Input data START
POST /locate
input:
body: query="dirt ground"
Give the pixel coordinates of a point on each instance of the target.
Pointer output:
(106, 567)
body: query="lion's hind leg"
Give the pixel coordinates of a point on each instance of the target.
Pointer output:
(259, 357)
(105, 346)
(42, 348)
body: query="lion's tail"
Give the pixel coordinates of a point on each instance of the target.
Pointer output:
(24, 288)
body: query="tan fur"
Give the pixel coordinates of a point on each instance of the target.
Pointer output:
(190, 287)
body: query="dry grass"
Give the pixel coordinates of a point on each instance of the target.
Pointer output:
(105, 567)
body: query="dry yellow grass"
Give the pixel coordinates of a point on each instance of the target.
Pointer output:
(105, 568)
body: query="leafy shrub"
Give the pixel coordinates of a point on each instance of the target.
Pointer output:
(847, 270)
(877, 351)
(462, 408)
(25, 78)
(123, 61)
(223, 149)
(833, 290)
Input data END
Input data START
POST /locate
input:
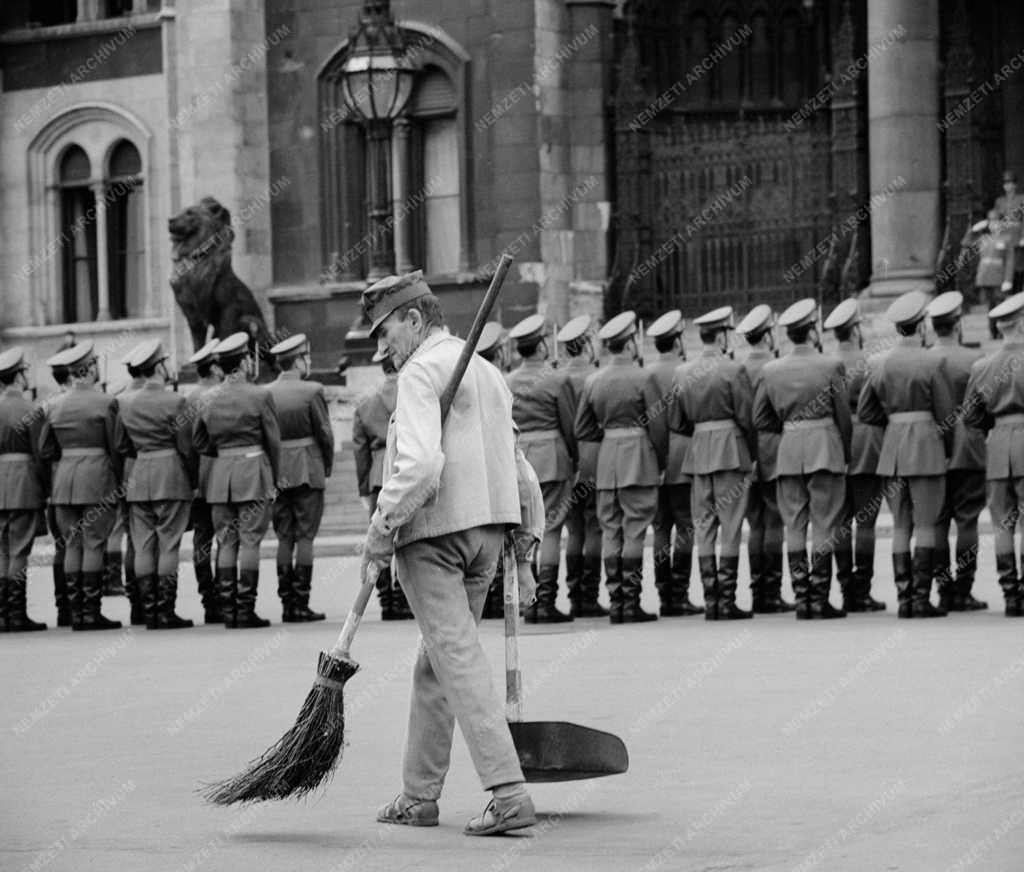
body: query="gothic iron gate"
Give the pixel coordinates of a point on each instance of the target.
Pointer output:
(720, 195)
Input data END
- Assignment: When a line in the material above includes "lion", report that line by copying it.

- Task result:
body: query="lion's hind leg"
body: query="lion's tail"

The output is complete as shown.